= TUGAS A =
Ringkas paragraf yang diawali "Dalam kasus Indonesia di tahun 1965" dari bagian dokumen di bawah menjadi lebih pendek, tetapi pertahankan fakta-fakta utamanya.
= TUGAS B =
Berdasarkan bagian dokumen di bawah, jelaskan dalam satu sampai tiga kalimat mengapa Dokumen Gilchrist seperti menguatkan dugaan Soekarno terhadap Amerika dan Inggris.
= TUGAS C =
Teruskan teks tentang Konfrontasi dan Dokumen Gilchrist di bawah, mulai setelah kalimat terakhirnya.

= BAGIAN DOKUMEN =
━━━━━━━━━━━━━━━━━━━━━━━━━━━━━━

Mark Curtis menambahkan, saat Konfrontasi itu, Inggris mengerahkan
puluhan ribu tentara, terutama di Kalimantan, untuk membela Malaysia.
Pada saat yang sama, agen badan ingtelijen Inggris, M1,6 terus melakukan
kontak dengan unsur-unsur kunci dalam tentara Indonesia melalui
Kedutaan Besar Inggris. Salah satu kontaknya melalui perwira intelijen
Ali Murtopo, yang kemudian menjadi kepala intelijen di masa Jenderal
Soeharto. Kebijakan Inggris saat itu, kata Curtis, “tidak ingin
mengalihkan perhatian tentara Indonesia dengan mengajak mereka terlibat
dalam pertempuran di Kalimantan dan mencegah mereka dari upaya yang
sekarang, di mana mereka tampaknya akan berurusan dengan PKI”.
Dalam kasus Indonesia di tahun 1965, kata peneliti Baskara T.
Wardaya, kepentingan Amerika dan Inggris sebenarnya berbeda tapi serupa.
“Kalau Amerika Serikat ingin menggantikan pemerintahan yang
ke-kiri-kiri-an, dan itu juga keinginan Inggris. Tapi, Inggris juga
berkepentingan mewujudkan pembentukan Federasi Malaysia, yang itu
ditentang Soekarno,” kata penulis buku Membongkar Supersemar! Dari CIA
hingga Kudeta Merangkak Melawan Bung Karno (2007) itu kepada Tempo,
pertengahan September lalu.
Di tengah upaya diam-diam Inggris dan kolega Barat-nya untuk
menyingkirkan Soekarno itu, muncul surat yang diduga dibuat oleh
Gilchrist, yang kemudian dikenal sebagai Dokumen Gilchrist. Surat yang
dikabarkan palsu itu dikirimkan oleh orang tak dikenal ke rumah Menteri
Luar Negeri yang juga Kepala Intelijen, Subandrio, pada 15 Mei 1965.
Surat yang tak dicek keasliannya itu diberikannya ke Soekarno, 26 Mei
1965. Dokumen itu, yang antara lain memuat soal adanya “sebuah operasi”
dan kontak negara Barat dengan Angkatan Darat, seperti menguatkan dugaan
Soekarno bahwa Amerika dan Inggris diam-diam ingin menggulingkannya.
Keesokan harinya, Soekarno memanggil para jenderal Angkatan Darat.
Semuanya membantah isi dokumen itu.
Bantahan jenderal Angkatan Darat itu tak meyakinkan Soekarno.

━━━━━━━━━━━━━━━━━━━━━━━━━━━━━━

= BAHAN TERSEDIA =
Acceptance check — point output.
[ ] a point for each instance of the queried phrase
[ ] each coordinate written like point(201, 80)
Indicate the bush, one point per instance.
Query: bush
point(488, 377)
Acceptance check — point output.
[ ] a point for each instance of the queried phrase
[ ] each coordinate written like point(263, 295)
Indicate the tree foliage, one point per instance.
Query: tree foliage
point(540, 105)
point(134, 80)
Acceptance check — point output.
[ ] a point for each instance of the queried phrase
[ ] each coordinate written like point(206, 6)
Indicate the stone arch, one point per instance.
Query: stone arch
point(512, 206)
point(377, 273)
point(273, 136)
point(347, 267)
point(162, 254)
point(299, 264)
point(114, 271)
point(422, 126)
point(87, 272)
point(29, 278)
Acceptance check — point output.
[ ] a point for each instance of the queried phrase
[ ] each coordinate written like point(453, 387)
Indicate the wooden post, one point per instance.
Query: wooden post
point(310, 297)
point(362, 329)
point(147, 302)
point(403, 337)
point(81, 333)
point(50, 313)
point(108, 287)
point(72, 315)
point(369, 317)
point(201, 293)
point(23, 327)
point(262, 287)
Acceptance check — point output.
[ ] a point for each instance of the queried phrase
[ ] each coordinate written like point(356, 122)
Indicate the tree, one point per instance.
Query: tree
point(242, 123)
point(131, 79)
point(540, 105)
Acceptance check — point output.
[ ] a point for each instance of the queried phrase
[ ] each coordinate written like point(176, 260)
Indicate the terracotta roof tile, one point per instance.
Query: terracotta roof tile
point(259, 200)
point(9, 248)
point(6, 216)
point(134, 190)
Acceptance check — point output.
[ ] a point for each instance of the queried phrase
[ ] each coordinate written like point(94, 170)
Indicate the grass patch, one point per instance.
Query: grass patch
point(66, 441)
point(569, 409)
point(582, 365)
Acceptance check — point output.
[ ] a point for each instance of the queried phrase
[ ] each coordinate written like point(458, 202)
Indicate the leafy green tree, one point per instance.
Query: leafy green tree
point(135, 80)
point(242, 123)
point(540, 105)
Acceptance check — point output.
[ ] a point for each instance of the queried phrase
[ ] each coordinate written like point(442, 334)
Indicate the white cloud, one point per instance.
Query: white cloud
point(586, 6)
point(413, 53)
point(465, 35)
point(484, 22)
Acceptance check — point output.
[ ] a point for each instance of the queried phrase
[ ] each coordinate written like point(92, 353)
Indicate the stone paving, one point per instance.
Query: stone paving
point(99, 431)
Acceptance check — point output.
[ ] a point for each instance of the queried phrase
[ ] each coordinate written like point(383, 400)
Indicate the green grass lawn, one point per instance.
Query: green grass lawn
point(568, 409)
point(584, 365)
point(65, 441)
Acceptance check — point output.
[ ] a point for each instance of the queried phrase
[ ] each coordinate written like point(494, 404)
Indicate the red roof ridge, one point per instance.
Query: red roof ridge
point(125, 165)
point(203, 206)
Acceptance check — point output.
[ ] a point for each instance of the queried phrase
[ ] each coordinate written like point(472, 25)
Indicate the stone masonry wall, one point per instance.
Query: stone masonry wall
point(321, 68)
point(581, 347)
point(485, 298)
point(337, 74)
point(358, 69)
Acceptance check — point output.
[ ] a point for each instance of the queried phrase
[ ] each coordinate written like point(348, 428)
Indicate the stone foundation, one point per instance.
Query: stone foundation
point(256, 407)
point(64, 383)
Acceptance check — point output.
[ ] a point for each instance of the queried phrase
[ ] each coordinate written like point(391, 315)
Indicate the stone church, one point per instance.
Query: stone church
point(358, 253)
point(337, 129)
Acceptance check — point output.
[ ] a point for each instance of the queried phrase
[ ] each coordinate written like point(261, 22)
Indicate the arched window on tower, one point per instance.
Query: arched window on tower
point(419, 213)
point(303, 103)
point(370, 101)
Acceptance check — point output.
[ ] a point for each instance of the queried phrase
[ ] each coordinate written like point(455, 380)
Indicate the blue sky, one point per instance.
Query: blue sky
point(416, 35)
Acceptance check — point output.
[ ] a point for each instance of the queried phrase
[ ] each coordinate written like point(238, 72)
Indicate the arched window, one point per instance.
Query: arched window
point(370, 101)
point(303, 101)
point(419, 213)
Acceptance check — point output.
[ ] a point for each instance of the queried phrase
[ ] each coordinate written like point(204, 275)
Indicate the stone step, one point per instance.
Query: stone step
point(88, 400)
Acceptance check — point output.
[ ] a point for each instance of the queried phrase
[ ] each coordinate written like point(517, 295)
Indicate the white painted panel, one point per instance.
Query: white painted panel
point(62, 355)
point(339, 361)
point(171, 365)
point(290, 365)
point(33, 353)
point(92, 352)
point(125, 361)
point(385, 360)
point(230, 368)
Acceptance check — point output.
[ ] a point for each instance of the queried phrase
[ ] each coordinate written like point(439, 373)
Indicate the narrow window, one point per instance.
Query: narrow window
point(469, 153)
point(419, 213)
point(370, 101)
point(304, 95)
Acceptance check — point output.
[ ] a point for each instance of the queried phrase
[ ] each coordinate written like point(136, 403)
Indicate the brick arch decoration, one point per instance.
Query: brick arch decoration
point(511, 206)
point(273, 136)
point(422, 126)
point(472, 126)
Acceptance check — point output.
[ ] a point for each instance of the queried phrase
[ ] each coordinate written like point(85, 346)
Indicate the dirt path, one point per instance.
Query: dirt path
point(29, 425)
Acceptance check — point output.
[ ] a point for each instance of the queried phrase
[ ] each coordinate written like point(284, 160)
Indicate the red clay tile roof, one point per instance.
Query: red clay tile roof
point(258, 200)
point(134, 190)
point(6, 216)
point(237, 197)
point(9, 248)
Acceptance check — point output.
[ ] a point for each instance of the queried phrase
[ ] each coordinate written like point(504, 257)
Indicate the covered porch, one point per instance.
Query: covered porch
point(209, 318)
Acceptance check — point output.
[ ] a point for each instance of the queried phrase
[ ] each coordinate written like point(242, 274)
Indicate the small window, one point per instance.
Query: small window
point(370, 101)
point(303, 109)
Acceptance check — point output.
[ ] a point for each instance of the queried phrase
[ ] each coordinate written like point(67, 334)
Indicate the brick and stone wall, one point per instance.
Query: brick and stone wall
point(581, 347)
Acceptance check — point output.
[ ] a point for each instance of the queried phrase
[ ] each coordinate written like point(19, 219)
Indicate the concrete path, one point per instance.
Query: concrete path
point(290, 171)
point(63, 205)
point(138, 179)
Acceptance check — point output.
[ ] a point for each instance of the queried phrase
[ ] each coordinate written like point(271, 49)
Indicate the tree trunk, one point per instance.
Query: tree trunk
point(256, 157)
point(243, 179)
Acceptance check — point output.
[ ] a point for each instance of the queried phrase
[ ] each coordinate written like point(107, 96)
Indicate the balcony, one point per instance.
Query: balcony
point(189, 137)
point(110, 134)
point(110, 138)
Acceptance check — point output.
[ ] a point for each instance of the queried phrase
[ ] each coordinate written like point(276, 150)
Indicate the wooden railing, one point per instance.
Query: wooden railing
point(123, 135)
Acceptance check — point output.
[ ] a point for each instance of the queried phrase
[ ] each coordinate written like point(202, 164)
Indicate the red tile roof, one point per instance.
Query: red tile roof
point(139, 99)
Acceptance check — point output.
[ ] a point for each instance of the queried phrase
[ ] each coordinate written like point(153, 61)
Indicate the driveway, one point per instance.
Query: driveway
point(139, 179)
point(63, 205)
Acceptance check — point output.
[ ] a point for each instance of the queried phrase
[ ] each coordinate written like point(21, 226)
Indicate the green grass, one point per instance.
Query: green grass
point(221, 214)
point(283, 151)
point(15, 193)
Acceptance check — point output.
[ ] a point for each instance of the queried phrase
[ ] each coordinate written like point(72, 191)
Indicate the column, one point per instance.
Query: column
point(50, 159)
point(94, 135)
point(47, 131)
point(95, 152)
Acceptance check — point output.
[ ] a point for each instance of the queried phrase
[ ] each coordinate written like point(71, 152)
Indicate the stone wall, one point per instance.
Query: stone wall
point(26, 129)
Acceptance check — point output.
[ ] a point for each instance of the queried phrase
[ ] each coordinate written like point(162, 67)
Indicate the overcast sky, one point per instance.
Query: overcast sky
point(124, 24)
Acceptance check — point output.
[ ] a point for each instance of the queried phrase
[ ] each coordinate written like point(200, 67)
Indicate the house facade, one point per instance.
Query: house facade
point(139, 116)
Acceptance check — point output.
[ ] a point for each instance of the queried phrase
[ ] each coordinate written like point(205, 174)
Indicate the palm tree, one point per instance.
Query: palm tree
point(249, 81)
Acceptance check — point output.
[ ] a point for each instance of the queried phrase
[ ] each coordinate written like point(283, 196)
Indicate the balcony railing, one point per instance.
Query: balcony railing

━━━━━━━━━━━━━━━━━━━━━━━━━━━━━━

= HASIL TUGAS A =
Menurut peneliti Baskara T. Wardaya, penulis buku Membongkar Supersemar! Dari CIA hingga Kudeta Merangkak Melawan Bung Karno (2007), kepentingan Amerika dan Inggris di Indonesia pada 1965 berbeda tetapi serupa. Keduanya ingin mengganti pemerintahan yang condong ke kiri, tetapi Inggris juga berkepentingan mewujudkan Federasi Malaysia yang ditentang Soekarno. Hal itu ia sampaikan kepada Tempo pada pertengahan September lalu.

= HASIL TUGAS B =
Dokumen itu antara lain memuat soal adanya "sebuah operasi" serta kontak negara Barat dengan Angkatan Darat. Isi tersebut sejalan dengan dugaan Soekarno bahwa Amerika dan Inggris diam-diam ingin menggulingkannya.

= HASIL TUGAS C =
Keesokan harinya ia menyebut lagi soal adanya Dewan Jenderal dalam
sebuah pertemuan dengan para kepala Kodam. Soekarno menyatakan bahwa
terdapat bukti kuat adanya rencana dari pihak imperialis untuk
membunuhnya sebelum Konferensi Asia Afrika, Juli, di Aljazair. Empat
bulan berselang, tepatnya 30 September 1965, sejumlah tentara di bawah
pimpinan Letkol Untung, dan didukung oleh ‘elemen’ PKI, melakukan
operasi untuk mengenyahkan petinggi militer yang dicurigasi sebagai
anggota Dewan Jenderal. Kudeta itu tak berumur panjang karena dengan
mudah ditekuk Pangkostrad Mayjend Soeharto.
Soal peran Inggris dalam kudeta berdarah itu, masih menjadi tanda
tanya. Peneliti dari Australian National University Adam Hughes Henry,
dalam wawancara kepada Tempo mengaku tidak tidak memiliki bukti terang
soal hubungan Inggris, dan juga AS, dalam Gerakan 30 September oleh
Letkol Untung itu. “Namun, dari apa yang saya baca dan diteliti,
peristiwa 1 Oktober cukup mengejutkan Australia, Inggris dan Amerika.
Mereka tampak pada waktu itu cukup bingung dengan Gerakan 30 September
dan tindakannya. Namun, mereka sangat cepat untuk mengenali ‘kesempatan’
untuk melakukan apa yang mereka harapkan untuk dilakukan, untuk
membantu, menyingkirkan Sukarno dan PKI,” kata Andam.
Roland Challis, koresponden BBC yang tahun-tahun itu bertugas di
Singapura mengatakan, “Siapa sebenarnya menghasut kudeta dan untuk
tujuan apa, tetap menjadi spekulasi.” Yang pasti, kata dia seperti
dilansir The Independent, “Kesempatan untuk mengisolasi Soekarno dan PKI
datang pada bulan Oktober 1965 ketika kudeta PKI menjadi dalih bagi
tentara untuk mengesampingkan Sukarno dan membasmi PKI.” Perburuan
terhadap kader dan simpatisan PKI dilakukan setelah kudeta yang gagal
itu, dan berujung pada pembunuhan massal.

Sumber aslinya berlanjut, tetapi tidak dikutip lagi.